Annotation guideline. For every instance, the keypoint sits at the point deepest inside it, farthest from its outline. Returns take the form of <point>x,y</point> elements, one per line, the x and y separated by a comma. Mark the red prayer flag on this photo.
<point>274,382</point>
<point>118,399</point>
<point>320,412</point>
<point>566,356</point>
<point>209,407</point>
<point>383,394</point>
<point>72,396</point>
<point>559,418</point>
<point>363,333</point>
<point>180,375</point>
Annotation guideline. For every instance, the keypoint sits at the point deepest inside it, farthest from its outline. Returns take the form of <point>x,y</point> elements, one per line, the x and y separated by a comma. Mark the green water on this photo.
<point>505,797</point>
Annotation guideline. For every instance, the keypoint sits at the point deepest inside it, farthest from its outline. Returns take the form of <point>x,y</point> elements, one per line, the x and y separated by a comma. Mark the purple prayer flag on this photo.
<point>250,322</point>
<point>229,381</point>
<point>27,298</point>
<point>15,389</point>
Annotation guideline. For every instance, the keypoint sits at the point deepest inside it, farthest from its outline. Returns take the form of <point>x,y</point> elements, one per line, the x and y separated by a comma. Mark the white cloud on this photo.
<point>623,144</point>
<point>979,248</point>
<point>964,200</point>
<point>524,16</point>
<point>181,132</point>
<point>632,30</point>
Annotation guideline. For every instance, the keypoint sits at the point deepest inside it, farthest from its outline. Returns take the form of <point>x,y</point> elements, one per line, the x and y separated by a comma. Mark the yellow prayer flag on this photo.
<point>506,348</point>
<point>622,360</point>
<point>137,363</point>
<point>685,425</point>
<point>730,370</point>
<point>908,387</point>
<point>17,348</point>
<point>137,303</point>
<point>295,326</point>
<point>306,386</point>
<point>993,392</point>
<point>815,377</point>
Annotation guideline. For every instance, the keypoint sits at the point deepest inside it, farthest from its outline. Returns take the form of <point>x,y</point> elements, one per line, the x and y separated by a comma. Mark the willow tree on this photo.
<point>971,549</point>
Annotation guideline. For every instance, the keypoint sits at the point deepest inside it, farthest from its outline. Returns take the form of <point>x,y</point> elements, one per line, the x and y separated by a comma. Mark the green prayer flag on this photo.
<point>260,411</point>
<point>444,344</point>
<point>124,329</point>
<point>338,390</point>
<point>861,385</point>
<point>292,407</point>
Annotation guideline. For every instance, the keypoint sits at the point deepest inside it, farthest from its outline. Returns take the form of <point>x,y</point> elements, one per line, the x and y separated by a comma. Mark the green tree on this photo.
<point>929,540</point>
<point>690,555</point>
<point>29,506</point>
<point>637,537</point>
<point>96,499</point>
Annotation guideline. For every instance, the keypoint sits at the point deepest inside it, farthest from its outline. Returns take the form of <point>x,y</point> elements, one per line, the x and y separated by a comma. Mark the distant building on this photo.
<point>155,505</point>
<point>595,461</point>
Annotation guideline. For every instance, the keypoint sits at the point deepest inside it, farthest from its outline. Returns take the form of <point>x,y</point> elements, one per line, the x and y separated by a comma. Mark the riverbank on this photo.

=-=-=

◆ Problem statement ◆
Each of the lines above must appear again, unchanged.

◆ Answer to this task ◆
Annotation guideline. For every instance, the keypoint sits at the point deepest inside it, farthest from its outline. Returns take the form of <point>x,y</point> elements, one per line, the x and y separated by a comma. Mark the red prayer flag on this photo.
<point>274,382</point>
<point>118,399</point>
<point>320,412</point>
<point>566,356</point>
<point>209,407</point>
<point>383,394</point>
<point>72,396</point>
<point>559,418</point>
<point>363,333</point>
<point>180,375</point>
Annotation guideline. For every instance, the keypoint sits at the point deepest inside it, farthest from its outline. Returns take the form of <point>x,y</point> elements, one per line, the x and y separated by a comma. Mark the green water on this photo.
<point>505,797</point>
Annotation guideline. For every instance, the keypoint sits at the point deepest inside it, farthest from its outline. Returns take the form of <point>x,y</point> elements, one per line, the x and y separated by a comma. Mark the purple prayer flag on this photo.
<point>250,322</point>
<point>229,381</point>
<point>27,298</point>
<point>15,389</point>
Annotation guideline. For every instance, the keypoint sits at the point deepest inside it, farthest from its outline. Returns take the form of <point>x,y</point> elements, one per line, the x and y separated by a comma. Mark the white cloud on this photo.
<point>623,144</point>
<point>979,248</point>
<point>964,200</point>
<point>524,16</point>
<point>181,132</point>
<point>632,30</point>
Annotation guideline. For every instance, the keypoint sits at the point deepest inside it, farthest from its outline. Returns take the form of <point>x,y</point> elements, one per line, the x and y separated by a comma. Mark the yellow prayer flag on this photo.
<point>506,348</point>
<point>622,360</point>
<point>137,363</point>
<point>685,425</point>
<point>730,370</point>
<point>908,387</point>
<point>17,348</point>
<point>137,303</point>
<point>295,326</point>
<point>306,386</point>
<point>993,392</point>
<point>815,377</point>
Annotation guideline. For every instance, the keypoint sits at the point deepest inside it, farthest from its outline. Returns take the form of <point>x,y</point> elements, one per line, the x and y separated by a comma. Mark the willow tree on this photo.
<point>971,549</point>
Annotation guideline. For every instance, the keypoint sits at the point deepest inside it, farthest from its outline. Returns take the form of <point>x,y</point> elements, one per line, the x and y separated by a comma. Mark the green prayer flag on this photo.
<point>260,411</point>
<point>444,344</point>
<point>124,329</point>
<point>338,390</point>
<point>861,385</point>
<point>292,407</point>
Annotation guideline. For every instance, the keypoint sits at the point deepest inside it, farthest from its outline. Returns take the form of <point>x,y</point> elements, one per line, the x and y separated by a comma. Mark the green tree on this photo.
<point>929,540</point>
<point>690,555</point>
<point>29,506</point>
<point>637,537</point>
<point>96,499</point>
Annotation guideline. For every instance, the keypoint sits at the point deepest inside it, farthest from its outline. Returns take the form of <point>x,y</point> elements, one per line, the x and y separated by a comma. Mark the distant building on this photo.
<point>155,505</point>
<point>595,461</point>
Annotation guideline. For every instance, the keypoint sits at the point deepest inside it, farthest from its outline. Returns take the form of <point>x,y</point> elements, one per line, the x and y separated by a comma. Mark the riverbank on this photo.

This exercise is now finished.